Referring expression pointing data:
::::::
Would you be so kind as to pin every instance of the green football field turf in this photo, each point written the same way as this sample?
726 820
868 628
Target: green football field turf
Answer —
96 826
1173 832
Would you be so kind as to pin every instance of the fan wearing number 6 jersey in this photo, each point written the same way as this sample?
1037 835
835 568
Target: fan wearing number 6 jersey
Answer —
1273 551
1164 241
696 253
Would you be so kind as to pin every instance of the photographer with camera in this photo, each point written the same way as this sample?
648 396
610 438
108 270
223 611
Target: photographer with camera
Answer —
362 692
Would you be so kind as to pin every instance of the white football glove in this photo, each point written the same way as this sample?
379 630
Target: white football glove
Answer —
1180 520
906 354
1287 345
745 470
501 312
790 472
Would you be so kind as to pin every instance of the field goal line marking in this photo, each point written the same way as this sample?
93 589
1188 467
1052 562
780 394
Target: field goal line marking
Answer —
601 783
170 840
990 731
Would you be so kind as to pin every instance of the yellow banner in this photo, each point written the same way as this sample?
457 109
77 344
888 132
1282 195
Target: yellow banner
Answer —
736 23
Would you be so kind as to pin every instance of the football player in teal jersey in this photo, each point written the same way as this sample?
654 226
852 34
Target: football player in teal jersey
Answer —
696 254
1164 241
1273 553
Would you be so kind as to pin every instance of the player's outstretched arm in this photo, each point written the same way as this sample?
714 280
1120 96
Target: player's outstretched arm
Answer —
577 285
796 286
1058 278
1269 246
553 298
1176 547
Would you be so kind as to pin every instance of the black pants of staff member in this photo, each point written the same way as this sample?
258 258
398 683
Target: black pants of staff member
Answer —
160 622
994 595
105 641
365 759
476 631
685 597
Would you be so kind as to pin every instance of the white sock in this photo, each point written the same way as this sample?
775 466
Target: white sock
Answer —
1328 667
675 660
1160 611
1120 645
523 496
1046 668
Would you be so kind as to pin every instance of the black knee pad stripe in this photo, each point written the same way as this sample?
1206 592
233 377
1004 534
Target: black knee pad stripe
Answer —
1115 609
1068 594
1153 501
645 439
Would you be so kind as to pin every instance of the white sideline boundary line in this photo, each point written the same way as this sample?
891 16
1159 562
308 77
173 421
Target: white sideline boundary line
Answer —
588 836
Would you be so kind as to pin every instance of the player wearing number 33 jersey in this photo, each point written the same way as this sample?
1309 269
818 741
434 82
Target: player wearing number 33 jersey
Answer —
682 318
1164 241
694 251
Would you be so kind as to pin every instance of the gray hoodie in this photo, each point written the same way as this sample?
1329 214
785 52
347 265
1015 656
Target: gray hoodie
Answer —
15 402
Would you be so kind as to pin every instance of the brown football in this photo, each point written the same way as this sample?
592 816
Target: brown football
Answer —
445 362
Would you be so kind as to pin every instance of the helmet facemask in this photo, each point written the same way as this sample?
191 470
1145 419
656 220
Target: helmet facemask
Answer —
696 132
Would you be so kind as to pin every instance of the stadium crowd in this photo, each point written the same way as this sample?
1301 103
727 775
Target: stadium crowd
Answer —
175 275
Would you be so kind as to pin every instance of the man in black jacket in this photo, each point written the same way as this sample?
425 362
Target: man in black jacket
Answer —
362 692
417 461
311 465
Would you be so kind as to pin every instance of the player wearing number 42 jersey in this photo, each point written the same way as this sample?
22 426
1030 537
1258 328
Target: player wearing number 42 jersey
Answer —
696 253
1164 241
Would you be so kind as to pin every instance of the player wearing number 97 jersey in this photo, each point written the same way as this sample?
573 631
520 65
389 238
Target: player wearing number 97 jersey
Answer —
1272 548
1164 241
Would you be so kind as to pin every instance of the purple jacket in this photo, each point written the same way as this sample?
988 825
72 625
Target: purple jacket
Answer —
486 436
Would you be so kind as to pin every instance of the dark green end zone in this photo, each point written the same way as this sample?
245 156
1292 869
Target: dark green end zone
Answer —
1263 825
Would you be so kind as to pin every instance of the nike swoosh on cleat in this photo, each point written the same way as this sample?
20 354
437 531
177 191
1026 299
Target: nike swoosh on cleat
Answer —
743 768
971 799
::::::
- EXERCISE -
Line by line, set the records above down again exactly.

- YOUR RESPONSE -
Would you be so kind as to pin every instance of the green football field turf in this photo, each point written the same way as this sample?
726 820
868 628
Target: green football field turf
Answer —
96 826
1173 832
Would you be so kind as to pin every instance of the fan wearing number 6 jersey in this photo, each point written the same way as this sample?
1037 835
835 568
Target: fan wearing number 6 jersey
Answer —
1273 551
1164 241
696 253
Would you be so kind as to pin every instance of the photographer with camera in this photo, each point written the same way as this sample?
648 396
610 438
108 270
223 611
Target: photographer with camera
Answer —
362 692
Would you be so kind as to pin every instance of the white football glove in this photo, each point written the same way as this sample?
379 630
Target: white football glove
Answer —
1180 520
906 354
1287 345
745 470
501 312
790 472
Would you be so kind as to pin every instance of the field goal line marking in this photo, each point written the same way as this sample?
93 589
1188 467
1052 562
780 394
Target: field goal line marking
Answer —
601 783
170 840
990 731
Would you be so kind as to pin every instance of the yellow banner in this photo, each point written the same way as this sample?
457 109
77 344
888 132
1282 195
Target: yellow banner
Answer —
736 23
Would you be so kind as to pin every instance of the football player in teal jersey in this photo, each point written the same way as this sample?
654 226
852 34
Target: football player in teal jersey
Answer —
696 254
1164 241
1273 553
Would you be so kind as to pin every instance of the player's outstretched arm in this photo, each point written the same way as this sample?
714 280
1120 96
Target: player's outstretched arm
Answer —
577 285
796 286
1058 278
1269 246
553 298
1176 547
Would you be so kind as to pin every instance of the black pants of staff member in this photo, each point written the same way as this sample?
258 258
398 683
Target: black pants of staff member
Answer —
160 622
994 595
105 641
365 759
476 631
685 597
Would you be so kind as to pin every instance of the white sock in this photo, each point written the same way as this sample?
775 466
Target: white sock
Answer —
1328 667
675 660
1160 611
1120 645
523 496
1046 668
Would you be so kind as to pin every instance of the black knee pad stripe in this photo, each point written the same way as this sample?
1206 592
233 377
1004 534
Target: black knee pad stripe
Answer —
1115 609
1068 594
1153 501
645 439
Would you be so kind as to pin every instance of the white sideline boundary line in this photo, each point written the same way as this sample?
891 16
1159 562
308 77
173 421
Target: white sideline boundary line
Answer —
588 836
Would you be so kind as to pin every instance of the player wearing number 33 jersey in this photo, each point written the same way as this sample?
1309 269
818 741
434 82
Target: player wearing number 33 jersey
Answer —
682 318
1164 241
694 251
Would you be so kind as to pin every instance of the gray hoodie in this photo, each point written the same way as this sample?
1329 214
785 52
347 265
1015 656
Target: gray hoodie
Answer —
15 402
Would you be so kind as to pin every instance of the brown football in this photo, each point written the same way as this sample?
592 816
Target: brown football
Answer —
445 362
Would you be so kind as to pin every instance of the helmet facemask in this photo, each point written the same way as this sample?
191 470
1145 419
656 220
Target: helmet facemask
Answer —
696 132
Would you be so kind as to pin every instance of the stadium crowd in this photo, each point written the same way as this sample?
1301 103
727 775
Target: stadium crowd
Answer —
175 275
Would you be so kind as to pin every instance of the man in black jacket in this photo, each point written the same way as this sample?
425 362
Target: man in black jacket
Answer —
362 692
417 461
311 465
Would you be so kind as to pin every instance of the player wearing number 42 jersey in this photo, each point written the same way as this sample?
22 426
1030 537
1258 328
Target: player wearing number 42 jersey
Answer —
696 253
1164 241
Would you be so kind as to pin every instance of the player wearing number 97 jersey in this photo, each point written the same way as this sample?
573 631
520 65
389 238
Target: player wearing number 97 jersey
Answer —
1272 548
1164 241
Would you be so kind as to pin every instance of the purple jacket in this photo, each point written the same way as this sample?
988 825
72 625
Target: purple jacket
Answer —
486 436
Would you be so kind as to pin every instance of the dark green end zone in this photo, each point written the same way as this sample?
245 156
1292 869
Target: dark green end zone
Answer —
1263 825
Would you be so kind as to pin every instance of the nike swoosh on cleat in this photo, each point written the same way as this sample?
20 354
437 531
177 191
1026 299
Target: nike swoosh on cleat
Answer —
743 768
971 799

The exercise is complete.